**Data section**
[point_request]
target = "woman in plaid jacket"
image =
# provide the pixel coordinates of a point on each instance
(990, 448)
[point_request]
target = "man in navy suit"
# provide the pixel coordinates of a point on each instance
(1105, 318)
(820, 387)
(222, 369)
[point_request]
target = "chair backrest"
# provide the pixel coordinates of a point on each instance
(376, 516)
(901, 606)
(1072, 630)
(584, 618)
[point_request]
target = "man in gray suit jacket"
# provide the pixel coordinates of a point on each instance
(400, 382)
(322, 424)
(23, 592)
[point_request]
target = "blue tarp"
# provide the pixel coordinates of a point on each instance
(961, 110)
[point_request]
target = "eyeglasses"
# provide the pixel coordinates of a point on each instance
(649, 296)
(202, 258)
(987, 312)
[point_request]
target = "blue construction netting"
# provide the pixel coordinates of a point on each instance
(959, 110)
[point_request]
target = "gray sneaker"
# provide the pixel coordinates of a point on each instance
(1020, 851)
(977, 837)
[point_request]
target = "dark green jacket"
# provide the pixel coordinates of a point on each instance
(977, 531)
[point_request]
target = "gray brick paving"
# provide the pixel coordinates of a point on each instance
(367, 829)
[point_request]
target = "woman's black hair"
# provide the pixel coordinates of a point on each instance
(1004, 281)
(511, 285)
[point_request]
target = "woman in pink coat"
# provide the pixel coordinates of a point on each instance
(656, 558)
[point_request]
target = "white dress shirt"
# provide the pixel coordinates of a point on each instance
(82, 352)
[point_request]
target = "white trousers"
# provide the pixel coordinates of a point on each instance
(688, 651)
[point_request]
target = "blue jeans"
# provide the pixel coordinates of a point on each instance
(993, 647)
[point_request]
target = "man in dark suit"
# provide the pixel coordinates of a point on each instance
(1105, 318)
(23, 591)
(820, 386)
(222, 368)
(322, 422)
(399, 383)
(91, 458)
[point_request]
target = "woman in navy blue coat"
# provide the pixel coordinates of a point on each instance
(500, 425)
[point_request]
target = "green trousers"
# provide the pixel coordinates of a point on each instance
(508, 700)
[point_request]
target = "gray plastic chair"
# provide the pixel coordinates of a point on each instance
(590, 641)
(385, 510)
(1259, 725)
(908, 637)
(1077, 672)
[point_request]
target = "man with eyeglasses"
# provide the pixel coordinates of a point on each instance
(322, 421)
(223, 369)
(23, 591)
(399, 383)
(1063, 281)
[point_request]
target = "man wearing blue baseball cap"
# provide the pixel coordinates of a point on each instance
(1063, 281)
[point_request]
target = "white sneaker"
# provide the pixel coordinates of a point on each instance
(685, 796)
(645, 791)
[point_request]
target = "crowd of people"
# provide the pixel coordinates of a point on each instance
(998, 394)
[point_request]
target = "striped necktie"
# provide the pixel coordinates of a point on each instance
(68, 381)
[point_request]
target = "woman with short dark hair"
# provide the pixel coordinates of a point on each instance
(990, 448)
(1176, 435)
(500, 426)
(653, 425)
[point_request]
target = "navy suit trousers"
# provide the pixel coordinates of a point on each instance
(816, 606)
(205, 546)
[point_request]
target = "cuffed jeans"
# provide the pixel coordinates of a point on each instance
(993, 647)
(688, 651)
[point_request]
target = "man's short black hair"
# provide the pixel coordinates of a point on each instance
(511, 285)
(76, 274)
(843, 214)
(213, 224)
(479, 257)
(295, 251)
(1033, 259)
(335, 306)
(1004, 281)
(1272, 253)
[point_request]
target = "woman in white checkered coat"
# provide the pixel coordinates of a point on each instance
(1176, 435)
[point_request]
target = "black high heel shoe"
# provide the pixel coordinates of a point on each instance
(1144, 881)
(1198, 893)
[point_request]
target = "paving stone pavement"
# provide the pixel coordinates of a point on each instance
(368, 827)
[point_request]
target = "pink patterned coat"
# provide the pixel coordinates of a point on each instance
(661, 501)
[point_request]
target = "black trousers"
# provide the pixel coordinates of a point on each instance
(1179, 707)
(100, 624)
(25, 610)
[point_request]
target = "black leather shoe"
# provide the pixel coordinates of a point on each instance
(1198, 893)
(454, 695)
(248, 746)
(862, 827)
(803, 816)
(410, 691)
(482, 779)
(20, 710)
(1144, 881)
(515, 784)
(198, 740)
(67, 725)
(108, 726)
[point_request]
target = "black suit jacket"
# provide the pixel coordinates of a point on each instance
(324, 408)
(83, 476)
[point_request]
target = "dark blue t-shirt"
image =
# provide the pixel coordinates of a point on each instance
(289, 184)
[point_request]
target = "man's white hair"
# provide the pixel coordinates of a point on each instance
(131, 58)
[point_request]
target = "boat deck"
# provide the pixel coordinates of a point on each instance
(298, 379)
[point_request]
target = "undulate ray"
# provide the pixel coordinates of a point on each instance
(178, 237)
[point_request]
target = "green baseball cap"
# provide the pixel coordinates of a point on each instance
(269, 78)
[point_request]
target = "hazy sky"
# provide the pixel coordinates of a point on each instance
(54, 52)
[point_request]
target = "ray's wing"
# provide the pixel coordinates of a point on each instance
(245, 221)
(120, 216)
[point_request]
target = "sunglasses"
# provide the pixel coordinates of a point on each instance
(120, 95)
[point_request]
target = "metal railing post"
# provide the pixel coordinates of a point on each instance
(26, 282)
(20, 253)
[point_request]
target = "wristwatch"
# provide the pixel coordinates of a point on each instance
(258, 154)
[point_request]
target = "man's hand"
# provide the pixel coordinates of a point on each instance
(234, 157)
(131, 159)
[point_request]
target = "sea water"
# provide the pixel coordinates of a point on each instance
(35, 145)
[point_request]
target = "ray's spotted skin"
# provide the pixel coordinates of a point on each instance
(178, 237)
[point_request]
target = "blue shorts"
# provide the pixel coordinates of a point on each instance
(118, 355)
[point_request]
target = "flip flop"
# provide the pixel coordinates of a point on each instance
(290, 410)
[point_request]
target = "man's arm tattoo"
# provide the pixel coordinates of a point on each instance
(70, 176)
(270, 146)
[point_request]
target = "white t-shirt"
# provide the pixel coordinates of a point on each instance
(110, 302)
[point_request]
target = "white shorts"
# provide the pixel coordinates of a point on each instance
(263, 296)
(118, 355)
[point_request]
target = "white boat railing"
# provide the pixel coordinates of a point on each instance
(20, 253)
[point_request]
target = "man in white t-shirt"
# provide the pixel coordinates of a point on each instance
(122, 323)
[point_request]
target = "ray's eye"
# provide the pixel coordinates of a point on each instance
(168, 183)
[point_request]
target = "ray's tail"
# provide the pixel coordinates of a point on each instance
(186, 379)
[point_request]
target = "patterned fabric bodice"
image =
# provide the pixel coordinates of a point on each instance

**Task to complete**
What lines in the entries contain "sneaker"? Report each one by copying it.

**Written reply**
target = "gray sneaker"
target = "white sneaker"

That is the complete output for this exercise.